EXERCISE REQUIREMENTS:
Return every line of the data below that contains the string "rough".

THE INPUT:

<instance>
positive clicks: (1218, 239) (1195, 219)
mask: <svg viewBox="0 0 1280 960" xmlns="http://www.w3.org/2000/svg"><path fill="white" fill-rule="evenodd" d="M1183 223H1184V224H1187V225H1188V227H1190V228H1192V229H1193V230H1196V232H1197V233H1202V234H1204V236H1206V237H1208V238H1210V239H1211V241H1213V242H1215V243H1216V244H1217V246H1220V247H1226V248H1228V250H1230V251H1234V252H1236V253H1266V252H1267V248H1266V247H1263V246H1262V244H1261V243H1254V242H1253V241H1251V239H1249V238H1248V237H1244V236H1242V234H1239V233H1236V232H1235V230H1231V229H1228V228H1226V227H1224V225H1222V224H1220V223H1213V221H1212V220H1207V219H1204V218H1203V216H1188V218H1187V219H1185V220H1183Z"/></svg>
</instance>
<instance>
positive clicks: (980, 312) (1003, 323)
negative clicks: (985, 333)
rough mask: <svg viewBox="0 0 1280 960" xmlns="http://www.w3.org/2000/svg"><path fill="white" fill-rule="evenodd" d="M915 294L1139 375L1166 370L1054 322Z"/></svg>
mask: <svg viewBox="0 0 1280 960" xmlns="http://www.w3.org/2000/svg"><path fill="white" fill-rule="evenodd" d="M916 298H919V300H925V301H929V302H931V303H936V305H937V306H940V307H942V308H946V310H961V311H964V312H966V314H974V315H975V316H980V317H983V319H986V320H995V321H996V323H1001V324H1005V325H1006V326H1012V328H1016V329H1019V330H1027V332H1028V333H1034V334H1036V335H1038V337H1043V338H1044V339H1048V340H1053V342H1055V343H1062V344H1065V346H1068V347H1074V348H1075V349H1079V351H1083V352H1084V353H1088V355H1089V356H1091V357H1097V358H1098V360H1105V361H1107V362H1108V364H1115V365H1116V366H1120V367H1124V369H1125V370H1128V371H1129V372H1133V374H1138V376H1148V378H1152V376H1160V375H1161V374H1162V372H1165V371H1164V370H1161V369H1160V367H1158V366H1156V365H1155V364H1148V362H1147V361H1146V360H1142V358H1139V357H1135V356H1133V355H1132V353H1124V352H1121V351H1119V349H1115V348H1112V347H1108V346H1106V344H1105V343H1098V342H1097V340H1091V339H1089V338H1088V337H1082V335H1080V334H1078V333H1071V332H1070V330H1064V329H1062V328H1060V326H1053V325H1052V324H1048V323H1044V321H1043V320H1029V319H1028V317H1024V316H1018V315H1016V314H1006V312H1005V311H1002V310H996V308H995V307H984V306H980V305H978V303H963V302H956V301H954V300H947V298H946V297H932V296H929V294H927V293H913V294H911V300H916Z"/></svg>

--

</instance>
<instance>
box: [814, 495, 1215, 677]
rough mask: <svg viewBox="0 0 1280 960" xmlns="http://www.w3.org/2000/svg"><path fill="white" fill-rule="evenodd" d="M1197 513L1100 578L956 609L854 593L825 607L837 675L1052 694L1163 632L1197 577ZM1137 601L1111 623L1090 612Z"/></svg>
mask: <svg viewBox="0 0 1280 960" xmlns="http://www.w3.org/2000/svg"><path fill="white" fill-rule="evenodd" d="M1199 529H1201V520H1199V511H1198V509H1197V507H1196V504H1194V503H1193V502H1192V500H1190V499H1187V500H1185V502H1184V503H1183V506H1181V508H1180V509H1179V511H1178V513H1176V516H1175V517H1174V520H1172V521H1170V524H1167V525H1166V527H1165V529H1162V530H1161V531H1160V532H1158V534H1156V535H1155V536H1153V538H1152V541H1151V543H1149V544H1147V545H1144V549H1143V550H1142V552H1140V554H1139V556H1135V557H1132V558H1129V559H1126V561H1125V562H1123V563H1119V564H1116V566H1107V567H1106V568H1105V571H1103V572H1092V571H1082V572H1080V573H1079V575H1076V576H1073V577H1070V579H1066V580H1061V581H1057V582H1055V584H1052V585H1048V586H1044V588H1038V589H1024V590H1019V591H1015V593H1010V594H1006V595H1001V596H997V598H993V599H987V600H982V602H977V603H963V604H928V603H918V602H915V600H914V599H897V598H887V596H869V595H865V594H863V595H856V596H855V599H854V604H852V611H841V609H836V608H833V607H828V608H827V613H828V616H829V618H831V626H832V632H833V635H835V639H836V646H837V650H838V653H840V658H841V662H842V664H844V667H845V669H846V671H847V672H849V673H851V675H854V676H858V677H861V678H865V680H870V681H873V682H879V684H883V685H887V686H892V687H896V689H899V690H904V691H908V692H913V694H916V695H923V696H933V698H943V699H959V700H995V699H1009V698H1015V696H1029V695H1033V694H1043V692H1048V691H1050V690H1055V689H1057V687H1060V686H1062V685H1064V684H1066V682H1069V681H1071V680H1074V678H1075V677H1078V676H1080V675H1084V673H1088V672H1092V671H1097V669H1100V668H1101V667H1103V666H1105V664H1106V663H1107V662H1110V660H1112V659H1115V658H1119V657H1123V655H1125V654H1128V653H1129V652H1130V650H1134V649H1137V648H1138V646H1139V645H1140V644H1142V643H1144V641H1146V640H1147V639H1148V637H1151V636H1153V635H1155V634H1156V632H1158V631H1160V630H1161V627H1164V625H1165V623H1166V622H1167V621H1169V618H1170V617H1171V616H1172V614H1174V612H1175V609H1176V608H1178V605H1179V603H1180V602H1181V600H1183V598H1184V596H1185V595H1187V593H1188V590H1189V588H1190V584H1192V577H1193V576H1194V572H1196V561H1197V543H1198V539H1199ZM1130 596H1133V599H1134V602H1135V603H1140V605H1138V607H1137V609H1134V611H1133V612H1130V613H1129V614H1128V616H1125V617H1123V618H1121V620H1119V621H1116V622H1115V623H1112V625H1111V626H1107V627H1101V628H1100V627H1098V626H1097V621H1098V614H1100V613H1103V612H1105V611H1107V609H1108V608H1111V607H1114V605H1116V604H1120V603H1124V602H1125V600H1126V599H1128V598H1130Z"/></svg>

OUTPUT FOR THIS TASK:
rough mask: <svg viewBox="0 0 1280 960" xmlns="http://www.w3.org/2000/svg"><path fill="white" fill-rule="evenodd" d="M915 294L1139 375L1166 370L1054 322Z"/></svg>
rough mask: <svg viewBox="0 0 1280 960" xmlns="http://www.w3.org/2000/svg"><path fill="white" fill-rule="evenodd" d="M1197 513L1100 578L956 609L854 593L825 607L837 675L1052 694L1163 632L1197 577ZM1137 601L1111 623L1090 612Z"/></svg>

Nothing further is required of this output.